<<<<
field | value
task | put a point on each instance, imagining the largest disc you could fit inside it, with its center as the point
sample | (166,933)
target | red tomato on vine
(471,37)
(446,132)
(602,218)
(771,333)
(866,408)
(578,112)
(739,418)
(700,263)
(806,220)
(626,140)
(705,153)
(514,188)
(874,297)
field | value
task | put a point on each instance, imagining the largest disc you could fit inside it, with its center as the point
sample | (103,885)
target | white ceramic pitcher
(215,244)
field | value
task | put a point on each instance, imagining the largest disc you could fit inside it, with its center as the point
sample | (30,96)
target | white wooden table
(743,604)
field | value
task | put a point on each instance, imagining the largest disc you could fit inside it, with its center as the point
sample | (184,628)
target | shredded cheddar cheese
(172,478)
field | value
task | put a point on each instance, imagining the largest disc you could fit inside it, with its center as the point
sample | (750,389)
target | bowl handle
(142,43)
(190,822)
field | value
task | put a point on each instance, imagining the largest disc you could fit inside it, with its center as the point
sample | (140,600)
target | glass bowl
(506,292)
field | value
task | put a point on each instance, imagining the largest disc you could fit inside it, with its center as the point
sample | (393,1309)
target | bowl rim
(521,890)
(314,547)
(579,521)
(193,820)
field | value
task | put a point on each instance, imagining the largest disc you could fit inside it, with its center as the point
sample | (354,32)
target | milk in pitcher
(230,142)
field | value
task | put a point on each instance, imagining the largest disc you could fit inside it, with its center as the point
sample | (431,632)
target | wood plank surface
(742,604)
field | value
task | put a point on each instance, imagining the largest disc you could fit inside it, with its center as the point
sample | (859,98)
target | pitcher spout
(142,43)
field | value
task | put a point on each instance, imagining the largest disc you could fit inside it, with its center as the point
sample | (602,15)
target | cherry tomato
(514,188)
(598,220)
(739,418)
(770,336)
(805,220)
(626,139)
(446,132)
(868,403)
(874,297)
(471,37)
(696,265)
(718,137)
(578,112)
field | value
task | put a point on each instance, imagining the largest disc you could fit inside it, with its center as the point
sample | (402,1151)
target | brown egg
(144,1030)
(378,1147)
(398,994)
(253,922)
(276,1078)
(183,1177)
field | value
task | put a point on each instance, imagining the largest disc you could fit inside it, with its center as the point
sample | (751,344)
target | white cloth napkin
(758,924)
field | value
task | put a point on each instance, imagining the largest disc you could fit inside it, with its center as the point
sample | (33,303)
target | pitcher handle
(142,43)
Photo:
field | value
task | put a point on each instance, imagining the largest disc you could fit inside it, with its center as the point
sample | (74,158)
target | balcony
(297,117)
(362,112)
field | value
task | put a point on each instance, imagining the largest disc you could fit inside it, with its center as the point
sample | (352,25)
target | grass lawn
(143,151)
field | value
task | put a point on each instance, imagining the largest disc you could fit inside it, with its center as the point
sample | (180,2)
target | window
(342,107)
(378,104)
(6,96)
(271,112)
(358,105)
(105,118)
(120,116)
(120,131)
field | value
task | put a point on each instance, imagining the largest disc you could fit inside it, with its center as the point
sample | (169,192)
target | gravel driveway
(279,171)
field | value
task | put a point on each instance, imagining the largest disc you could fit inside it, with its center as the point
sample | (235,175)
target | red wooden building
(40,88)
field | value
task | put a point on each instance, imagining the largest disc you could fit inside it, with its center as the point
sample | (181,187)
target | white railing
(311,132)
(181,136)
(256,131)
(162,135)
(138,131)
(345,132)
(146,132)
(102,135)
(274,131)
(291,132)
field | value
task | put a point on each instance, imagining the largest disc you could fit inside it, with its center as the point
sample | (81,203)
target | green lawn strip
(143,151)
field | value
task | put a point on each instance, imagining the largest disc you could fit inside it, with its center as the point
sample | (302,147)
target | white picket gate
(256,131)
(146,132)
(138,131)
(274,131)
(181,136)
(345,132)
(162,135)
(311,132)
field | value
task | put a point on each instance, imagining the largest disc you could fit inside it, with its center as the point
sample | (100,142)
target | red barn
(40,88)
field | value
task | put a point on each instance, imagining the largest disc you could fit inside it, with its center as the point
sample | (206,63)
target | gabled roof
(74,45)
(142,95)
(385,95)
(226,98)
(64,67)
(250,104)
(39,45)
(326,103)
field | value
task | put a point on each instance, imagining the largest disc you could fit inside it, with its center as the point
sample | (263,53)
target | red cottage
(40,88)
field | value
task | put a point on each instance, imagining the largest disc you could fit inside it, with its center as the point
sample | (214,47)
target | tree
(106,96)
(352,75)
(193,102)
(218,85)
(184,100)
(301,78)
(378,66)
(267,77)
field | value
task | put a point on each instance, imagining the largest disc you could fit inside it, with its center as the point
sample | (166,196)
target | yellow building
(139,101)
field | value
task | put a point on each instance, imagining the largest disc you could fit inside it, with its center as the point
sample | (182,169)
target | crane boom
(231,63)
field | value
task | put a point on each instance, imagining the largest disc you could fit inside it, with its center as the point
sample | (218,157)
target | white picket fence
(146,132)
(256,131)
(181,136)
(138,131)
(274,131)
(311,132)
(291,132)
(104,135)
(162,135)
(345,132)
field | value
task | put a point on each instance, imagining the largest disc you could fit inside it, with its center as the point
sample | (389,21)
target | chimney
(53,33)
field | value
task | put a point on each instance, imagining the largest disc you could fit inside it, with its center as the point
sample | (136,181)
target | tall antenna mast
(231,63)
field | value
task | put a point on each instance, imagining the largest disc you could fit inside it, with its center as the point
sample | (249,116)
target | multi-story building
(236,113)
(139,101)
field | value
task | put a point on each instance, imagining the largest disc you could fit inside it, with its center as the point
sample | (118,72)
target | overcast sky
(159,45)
>>>>
Retype all the data, changing nothing.

Solution:
field | value
task | put a point on each instance, imagining the largest disc you could fit inside it, with its center as the point
sample | (166,933)
target | red tomato on vine
(471,37)
(446,132)
(602,218)
(771,333)
(866,408)
(578,112)
(739,418)
(700,263)
(806,220)
(626,140)
(705,153)
(514,188)
(874,297)
field | value
task | put a point on each instance, imagining the largest disc you could fit inside it, with its center as the point
sample | (103,885)
target | white ceramic pitcher
(215,244)
field | value
task | put a point on each instance, imagining the largest disc you could fit inside it, with its center as the point
sample | (30,96)
target | white wooden table
(743,604)
field | value
task | put a point on each instance, imagining the largest disc you could fit inside it, with its center as the point
sample | (184,628)
target | shredded cheddar cheese
(172,478)
field | value
task | put a point on each instance, imagining the largest disc you could fit inside it, with its center as the point
sample | (750,389)
target | bowl handle
(142,43)
(190,822)
field | value
task | put a point on each instance, imagining the largest disc you could fit inside it, with its center as the point
sample | (140,600)
target | glass bowl
(506,292)
field | value
task | put a point on each instance, imagining the largest disc you could fit inside it, with its center as the point
sample | (393,1309)
target | bowl rim
(521,890)
(314,547)
(579,521)
(193,820)
field | value
task | put a point on each instance, imagining the largest disc you could fit inside it, with its center as the point
sample | (354,32)
target | milk in pitcher
(230,142)
field | value
task | put a point on each instance, imagining the largest disc you could fit inside it, with its center as the point
sample | (431,632)
target | wood plank surface
(742,604)
field | value
task | put a point on each instance, imagining the largest disc you could fit inside it, with its center as the point
sample | (859,98)
target | pitcher spout
(142,43)
field | value
task | put a point on each instance, imagining the largest disc you could fit inside it, with its center as the point
sample | (602,15)
target | cherry tomato
(514,188)
(598,220)
(739,418)
(770,336)
(805,220)
(626,139)
(446,132)
(868,403)
(874,297)
(471,37)
(696,265)
(718,137)
(578,112)
field | value
task | put a point on each instance, imagining the largest disc you could fit inside it, with its center as the point
sample | (402,1151)
target | brown egg
(144,1030)
(378,1147)
(398,994)
(253,922)
(276,1078)
(183,1177)
field | value
task | put a point on each instance, imagining the largest disc you could fit inside it, with its center as the point
sample | (751,344)
target | white cloth napkin
(758,924)
field | value
task | put a point on each instance, imagining the largest disc you could fit inside it, with its center as the point
sample | (33,303)
target | pitcher handle
(142,43)
Photo:
field | value
task | put a point on each instance, imagining the largest disc you could fit inside it, with its center as the point
sample | (74,158)
target | balcony
(297,117)
(362,112)
field | value
task | put a point on each instance, imagining the largest disc you could fit inside it, with its center as the point
sample | (352,25)
target | grass lawn
(143,151)
field | value
task | put a point on each instance, imagining the largest disc you could fit inside it, with its center as the point
sample | (180,2)
target | window
(342,107)
(378,104)
(6,96)
(271,112)
(358,105)
(105,118)
(120,116)
(120,131)
field | value
task | put a point on each instance, imagining the largest disc you could fit inside it, with its center as the point
sample | (169,192)
target | gravel driveway
(279,171)
field | value
task | put a point on each instance, imagining the largest disc you could fit inside it, with its center as the point
sample | (235,175)
target | red wooden building
(40,88)
field | value
task | put a point on each instance, imagining the largest disc you could fit inside it, with its center as the point
sample | (181,187)
target | white railing
(311,132)
(181,136)
(256,131)
(162,135)
(138,131)
(345,132)
(146,132)
(102,135)
(274,131)
(291,132)
field | value
task | put a point on each instance, imagining the largest disc you could fit inside it, with its center as the point
sample | (81,203)
target | green lawn strip
(143,151)
field | value
task | put a point on each instance, imagining the largest disc you could fit inside it, with its center as the point
sample | (302,147)
target | white picket gate
(256,131)
(146,132)
(138,131)
(274,131)
(181,136)
(345,132)
(162,135)
(311,132)
field | value
task | put a point on each instance, imagining the largest disc you could fit inside it, with its center as the point
sample | (100,142)
target | red barn
(40,88)
field | value
task | put a point on each instance, imagining the largest disc you could fit inside it, with its center as the point
sample | (206,63)
target | gabled roof
(74,45)
(142,95)
(385,95)
(226,98)
(64,67)
(250,104)
(39,45)
(326,103)
field | value
task | put a point on each instance, imagining the largest disc you could fit inside it, with its center as the point
sample | (263,53)
target | red cottage
(40,88)
field | value
task | put a point on each instance, imagining the largest disc you could fit inside it, with its center as the point
sample | (214,47)
target | tree
(106,96)
(352,75)
(193,102)
(218,85)
(184,100)
(301,78)
(378,66)
(267,77)
field | value
task | put a point on each instance, imagining the largest disc you could fit inside it, with its center as the point
sample | (166,196)
target | yellow building
(139,101)
field | value
task | put a point on each instance, imagining the largest disc you could fit inside it, with its center as the point
sample | (182,169)
target | crane boom
(231,63)
field | value
task | put a point on each instance, imagining the largest disc you could fit inside it, with its center as the point
sample | (218,157)
target | white picket fence
(146,132)
(256,131)
(181,136)
(138,131)
(274,131)
(311,132)
(291,132)
(104,135)
(162,135)
(345,132)
field | value
task | put a point on each instance, imagining the largest disc you could fit inside it, with its center as the point
sample | (389,21)
target | chimney
(53,33)
field | value
task | put a point on each instance, imagining the largest disc you could fit inside it, with its center as the point
sample | (136,181)
target | tall antenna mast
(231,63)
field | value
task | put a point on each instance, imagining the largest disc you could fit inside it, with its center as the point
sample | (249,116)
target | multi-story building
(236,113)
(139,101)
field | value
task | put a point on each instance, imagining the largest disc you could fit inside it, with its center as the point
sample | (118,72)
target | overcast sky
(159,45)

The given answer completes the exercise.